Rows from a pointing dataset
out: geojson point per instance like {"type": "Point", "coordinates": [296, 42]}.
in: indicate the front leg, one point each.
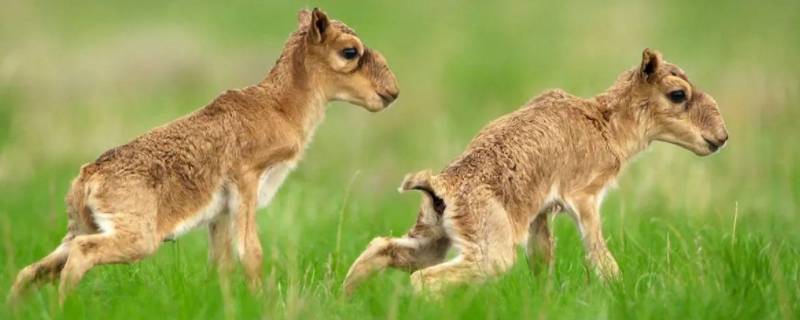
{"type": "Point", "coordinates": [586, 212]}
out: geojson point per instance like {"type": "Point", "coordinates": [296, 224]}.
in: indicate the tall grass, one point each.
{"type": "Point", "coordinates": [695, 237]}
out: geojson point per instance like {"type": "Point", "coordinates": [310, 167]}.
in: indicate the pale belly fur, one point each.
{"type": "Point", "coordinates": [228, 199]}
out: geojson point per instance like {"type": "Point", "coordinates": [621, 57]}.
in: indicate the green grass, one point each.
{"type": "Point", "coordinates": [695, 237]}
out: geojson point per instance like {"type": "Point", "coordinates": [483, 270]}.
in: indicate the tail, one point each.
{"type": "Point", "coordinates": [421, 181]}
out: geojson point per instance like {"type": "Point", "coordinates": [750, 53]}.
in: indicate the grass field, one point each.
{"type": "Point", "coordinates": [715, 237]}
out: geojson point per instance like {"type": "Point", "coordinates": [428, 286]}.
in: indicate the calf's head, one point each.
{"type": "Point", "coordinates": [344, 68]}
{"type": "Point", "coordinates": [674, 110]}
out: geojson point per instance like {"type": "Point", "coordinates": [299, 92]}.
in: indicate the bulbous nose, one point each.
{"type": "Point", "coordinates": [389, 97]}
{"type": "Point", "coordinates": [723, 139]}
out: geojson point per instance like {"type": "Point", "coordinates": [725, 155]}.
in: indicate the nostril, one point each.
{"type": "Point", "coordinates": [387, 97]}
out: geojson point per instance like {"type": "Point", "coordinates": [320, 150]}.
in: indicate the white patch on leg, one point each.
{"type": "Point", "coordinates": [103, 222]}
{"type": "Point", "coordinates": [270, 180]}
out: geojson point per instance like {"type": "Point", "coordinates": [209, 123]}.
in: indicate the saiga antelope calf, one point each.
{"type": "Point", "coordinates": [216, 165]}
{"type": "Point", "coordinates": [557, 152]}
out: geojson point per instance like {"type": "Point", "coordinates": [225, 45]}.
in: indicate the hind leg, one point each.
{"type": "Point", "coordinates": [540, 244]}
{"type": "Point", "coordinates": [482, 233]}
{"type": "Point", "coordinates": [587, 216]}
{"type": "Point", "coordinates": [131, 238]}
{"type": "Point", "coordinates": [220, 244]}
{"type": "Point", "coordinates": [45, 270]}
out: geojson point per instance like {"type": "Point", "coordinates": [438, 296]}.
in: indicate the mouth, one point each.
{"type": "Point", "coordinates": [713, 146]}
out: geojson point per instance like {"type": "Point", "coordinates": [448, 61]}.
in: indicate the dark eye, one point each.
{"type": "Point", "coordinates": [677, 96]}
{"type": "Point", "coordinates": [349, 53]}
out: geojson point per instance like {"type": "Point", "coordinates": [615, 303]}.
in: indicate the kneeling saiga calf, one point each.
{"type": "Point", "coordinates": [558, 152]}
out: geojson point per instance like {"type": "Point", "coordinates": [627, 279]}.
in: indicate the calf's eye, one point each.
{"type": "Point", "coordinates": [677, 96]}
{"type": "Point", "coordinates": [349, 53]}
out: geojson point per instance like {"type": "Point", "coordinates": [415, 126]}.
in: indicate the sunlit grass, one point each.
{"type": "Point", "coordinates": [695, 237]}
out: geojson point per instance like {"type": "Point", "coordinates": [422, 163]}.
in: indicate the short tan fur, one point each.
* * *
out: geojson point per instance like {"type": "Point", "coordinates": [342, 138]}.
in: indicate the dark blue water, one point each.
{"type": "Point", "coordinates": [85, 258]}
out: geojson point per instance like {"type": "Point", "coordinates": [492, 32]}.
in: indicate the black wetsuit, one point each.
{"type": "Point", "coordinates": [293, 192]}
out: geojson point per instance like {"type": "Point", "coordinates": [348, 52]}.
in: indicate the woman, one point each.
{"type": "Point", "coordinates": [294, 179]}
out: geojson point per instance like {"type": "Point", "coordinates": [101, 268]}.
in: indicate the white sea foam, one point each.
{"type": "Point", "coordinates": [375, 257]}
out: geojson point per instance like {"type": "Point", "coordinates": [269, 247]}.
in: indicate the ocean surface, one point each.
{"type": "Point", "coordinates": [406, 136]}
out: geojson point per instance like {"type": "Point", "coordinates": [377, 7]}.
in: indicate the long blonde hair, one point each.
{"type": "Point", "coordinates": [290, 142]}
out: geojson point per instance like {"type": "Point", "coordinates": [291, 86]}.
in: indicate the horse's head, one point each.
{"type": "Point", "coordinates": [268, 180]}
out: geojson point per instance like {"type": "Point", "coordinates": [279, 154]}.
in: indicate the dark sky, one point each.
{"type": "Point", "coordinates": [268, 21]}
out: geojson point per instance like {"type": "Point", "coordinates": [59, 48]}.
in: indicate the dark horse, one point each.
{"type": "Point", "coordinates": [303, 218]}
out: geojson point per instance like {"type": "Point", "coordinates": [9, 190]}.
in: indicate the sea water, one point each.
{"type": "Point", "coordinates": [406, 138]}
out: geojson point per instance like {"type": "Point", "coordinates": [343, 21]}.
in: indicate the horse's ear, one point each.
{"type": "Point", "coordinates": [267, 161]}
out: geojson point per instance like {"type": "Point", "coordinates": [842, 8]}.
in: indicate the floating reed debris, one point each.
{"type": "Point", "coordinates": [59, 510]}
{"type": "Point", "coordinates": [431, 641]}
---
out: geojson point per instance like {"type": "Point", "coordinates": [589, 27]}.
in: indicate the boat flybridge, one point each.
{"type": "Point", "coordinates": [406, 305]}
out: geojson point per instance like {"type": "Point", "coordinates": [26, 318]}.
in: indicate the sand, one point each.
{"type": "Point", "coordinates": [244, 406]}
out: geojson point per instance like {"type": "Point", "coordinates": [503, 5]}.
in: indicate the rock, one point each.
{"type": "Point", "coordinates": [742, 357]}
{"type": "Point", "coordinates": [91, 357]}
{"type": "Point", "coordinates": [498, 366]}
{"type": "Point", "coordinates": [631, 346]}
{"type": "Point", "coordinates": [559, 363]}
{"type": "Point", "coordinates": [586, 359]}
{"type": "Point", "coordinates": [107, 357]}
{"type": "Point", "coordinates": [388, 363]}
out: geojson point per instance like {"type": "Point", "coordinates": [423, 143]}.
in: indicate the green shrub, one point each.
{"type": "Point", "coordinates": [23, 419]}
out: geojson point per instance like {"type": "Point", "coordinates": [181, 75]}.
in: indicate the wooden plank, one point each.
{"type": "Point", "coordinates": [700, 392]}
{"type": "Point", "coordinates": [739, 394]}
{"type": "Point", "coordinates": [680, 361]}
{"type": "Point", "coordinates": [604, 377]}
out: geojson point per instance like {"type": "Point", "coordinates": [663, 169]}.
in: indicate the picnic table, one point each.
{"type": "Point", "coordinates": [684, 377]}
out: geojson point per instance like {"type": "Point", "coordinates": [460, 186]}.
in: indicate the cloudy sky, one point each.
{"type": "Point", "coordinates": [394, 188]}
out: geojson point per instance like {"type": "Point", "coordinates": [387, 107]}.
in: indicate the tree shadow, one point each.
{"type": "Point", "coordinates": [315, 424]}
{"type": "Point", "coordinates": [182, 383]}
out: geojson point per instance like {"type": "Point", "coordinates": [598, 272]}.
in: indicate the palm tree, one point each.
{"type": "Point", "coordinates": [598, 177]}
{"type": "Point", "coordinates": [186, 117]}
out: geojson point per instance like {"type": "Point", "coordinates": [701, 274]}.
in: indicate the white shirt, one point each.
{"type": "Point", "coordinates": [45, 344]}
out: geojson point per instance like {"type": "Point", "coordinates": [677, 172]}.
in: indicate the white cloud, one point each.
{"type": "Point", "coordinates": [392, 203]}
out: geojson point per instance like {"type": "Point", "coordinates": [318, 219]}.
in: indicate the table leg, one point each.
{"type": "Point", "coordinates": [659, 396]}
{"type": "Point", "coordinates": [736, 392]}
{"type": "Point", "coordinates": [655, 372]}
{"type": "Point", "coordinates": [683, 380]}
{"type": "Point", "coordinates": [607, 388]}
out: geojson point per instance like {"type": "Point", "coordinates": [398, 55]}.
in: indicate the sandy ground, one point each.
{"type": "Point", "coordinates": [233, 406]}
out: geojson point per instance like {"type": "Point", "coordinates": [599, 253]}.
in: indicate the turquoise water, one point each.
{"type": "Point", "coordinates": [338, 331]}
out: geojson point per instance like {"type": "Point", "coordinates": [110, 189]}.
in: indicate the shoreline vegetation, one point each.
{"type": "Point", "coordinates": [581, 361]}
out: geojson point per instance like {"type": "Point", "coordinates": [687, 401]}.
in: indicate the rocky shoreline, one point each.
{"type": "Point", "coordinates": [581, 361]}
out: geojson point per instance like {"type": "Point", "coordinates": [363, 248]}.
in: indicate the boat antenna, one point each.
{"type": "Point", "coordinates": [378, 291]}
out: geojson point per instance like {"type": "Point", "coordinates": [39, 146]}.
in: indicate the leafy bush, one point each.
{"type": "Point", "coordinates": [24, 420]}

### Your objective
Report every line in the entries above that contains the string "calf", treating case as significant.

### Exercise response
in: indicate the calf's head, one point each.
in: indicate the saiga antelope calf, one point each.
in: indicate the kneeling saiga calf, one point each.
in: indicate the calf's eye, one point each.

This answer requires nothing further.